Work to complete:
[1] Which kinds of contact details does the business card article list as printed on a card? Name every one it gives.
[2] Write the next part of the business card article, picking up after its final sentence.

Excerpted passage:

++++++++

How to make your business card a smart card

A post by Frank Eliason on business cards got me thinking a lot about the value of such bits of paper.

And they are bits of paper, aren’t they? Name, title, company, logo, address, phone, email, etc, printed on rectangular bits of stiff paper. The format hasn’t really changed in years.

Yet it’s a format we’re accustomed to in that aspect of social intercourse when we meet someone, typically in a business setting and exchange printed cards with our contact information.

But in this day and age, it’s a highly inefficient way of providing someone with a means to connect with you as it requires that someone to take that bit of paper and process it before he or she can get value from the information it contains.

But hang on a minute, there is a way to make that bit of paper provide the receiver of your card with some real value. And it’s very easy to do.

Let’s just accept one reality that printed business cards will be with us for some time and will continue to be the primary means of exchanging contact information for a majority of business people.

That doesn’t mean the cards have to stay as dumb as they are. Instead, let’s make them smart by adding content that can easily be captured digitally and made readily useable, and in a way that’s easy and very low cost.

No, I’m not talking about scanning business cards: that typically requires hardware (a scanning device) and then software to interpret the scanned image to make it usable and searchable.

I’m talking about adding something to your card that you can use with the camera on your mobile phone and which enables you to get far better value from the information it yields.

++++++++

Stored data:
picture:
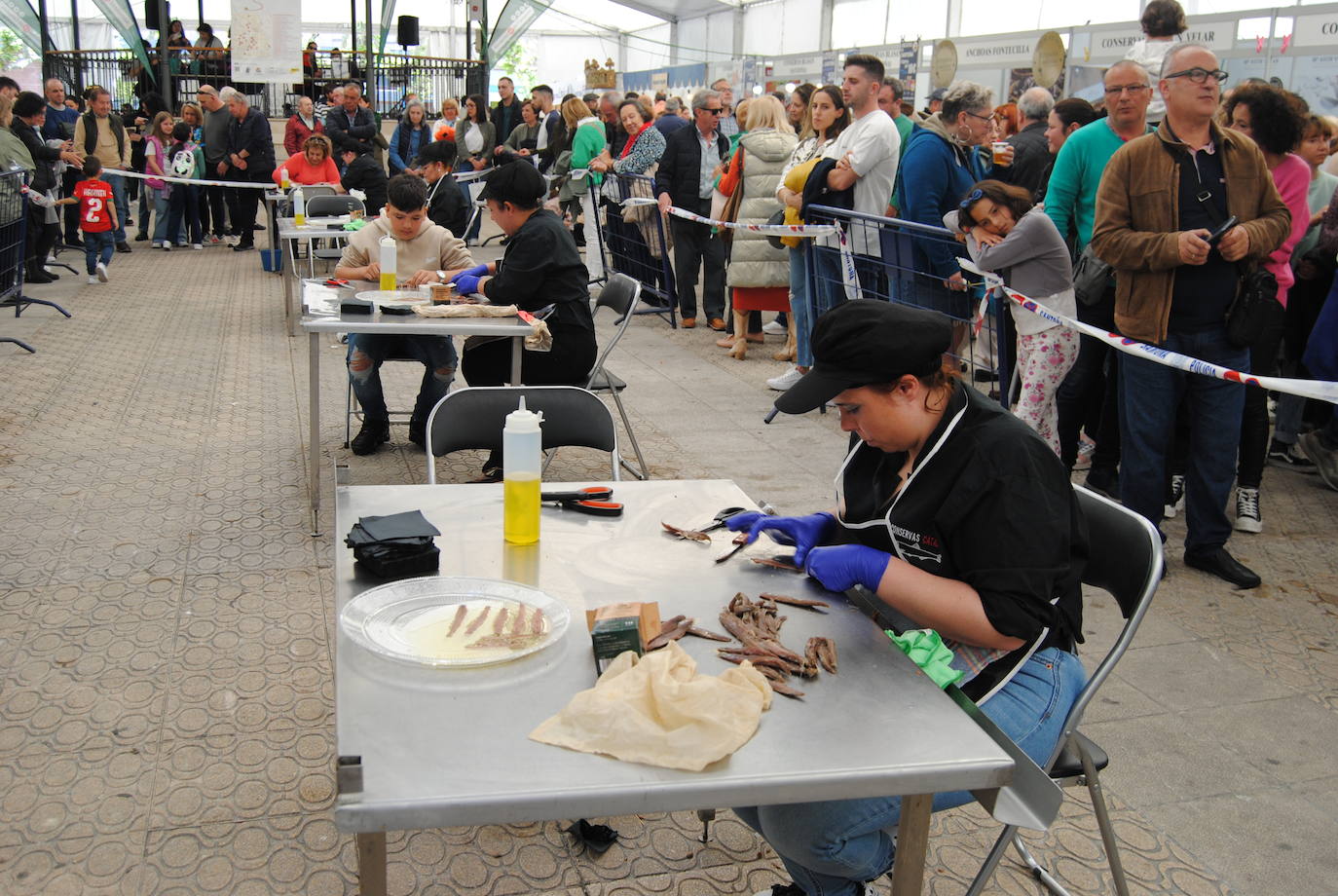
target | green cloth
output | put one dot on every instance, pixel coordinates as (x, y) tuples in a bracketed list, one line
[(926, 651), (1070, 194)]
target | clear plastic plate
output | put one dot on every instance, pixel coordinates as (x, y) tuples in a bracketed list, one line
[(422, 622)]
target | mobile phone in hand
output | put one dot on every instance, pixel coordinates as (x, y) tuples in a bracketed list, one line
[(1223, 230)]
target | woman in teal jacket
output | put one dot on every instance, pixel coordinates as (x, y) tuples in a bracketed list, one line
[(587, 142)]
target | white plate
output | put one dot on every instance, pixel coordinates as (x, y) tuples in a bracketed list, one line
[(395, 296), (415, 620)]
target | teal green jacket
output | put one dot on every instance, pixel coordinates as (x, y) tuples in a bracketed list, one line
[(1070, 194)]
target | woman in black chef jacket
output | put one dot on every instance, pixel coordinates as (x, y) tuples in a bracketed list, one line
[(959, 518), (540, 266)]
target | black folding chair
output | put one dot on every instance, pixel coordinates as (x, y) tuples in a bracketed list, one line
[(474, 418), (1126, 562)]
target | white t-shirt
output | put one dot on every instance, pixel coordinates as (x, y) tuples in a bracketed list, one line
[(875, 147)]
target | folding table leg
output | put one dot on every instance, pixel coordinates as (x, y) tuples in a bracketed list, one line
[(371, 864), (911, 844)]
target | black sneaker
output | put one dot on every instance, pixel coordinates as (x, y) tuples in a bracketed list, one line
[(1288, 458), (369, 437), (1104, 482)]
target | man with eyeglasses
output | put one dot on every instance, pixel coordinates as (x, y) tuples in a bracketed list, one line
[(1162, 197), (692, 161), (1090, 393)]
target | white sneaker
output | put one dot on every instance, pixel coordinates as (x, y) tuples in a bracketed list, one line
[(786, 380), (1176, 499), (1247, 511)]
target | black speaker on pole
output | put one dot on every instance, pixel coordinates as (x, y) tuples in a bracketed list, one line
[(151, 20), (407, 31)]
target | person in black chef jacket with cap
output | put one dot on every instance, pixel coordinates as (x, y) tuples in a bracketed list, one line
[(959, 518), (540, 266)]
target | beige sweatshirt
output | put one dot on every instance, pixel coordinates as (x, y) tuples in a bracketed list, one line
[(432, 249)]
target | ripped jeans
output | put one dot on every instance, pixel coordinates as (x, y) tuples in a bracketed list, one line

++++++++

Results for the exercise:
[1] Name, title, company, logo, address, phone, email

[2]
I’m talking about mobile barcodes.

The image you see at the top of this page shows three mobile barcodes that appear on my business card.

Here’s what the card looks like (click on the image to see the card more clearly).

Each of the barcodes contains the same information – a link to my website (nevillehobson.com) – that you capture by pointing your mobile phone camera at one of the barcodes and interpreting the coded image via freely-available applications such as i-Nigma for mobile phones like my Nokia N95 8GB (to scan the lower two black-and-white codes you see) and Microsoft Tag reader for a wide range of mobile devices including the iPhone (to scan the top coloured code).

Once the software on your phone recognizes the data in the code, it presents you with a link you can click on to launch your phone’s browser, connect to the net and come to my website. You can save the link as a bookmark, email it to someone and generally make far more effective use of the data than that on a bit of printed paper.

You could then dispose of the printed card (recycling recommended).

What I’ve done is a very simple use. I could have made the link even more valuable. A vCard, perhaps, that you could download. Maybe a video. A Google Maps link. Some other useful content that you might find valuable.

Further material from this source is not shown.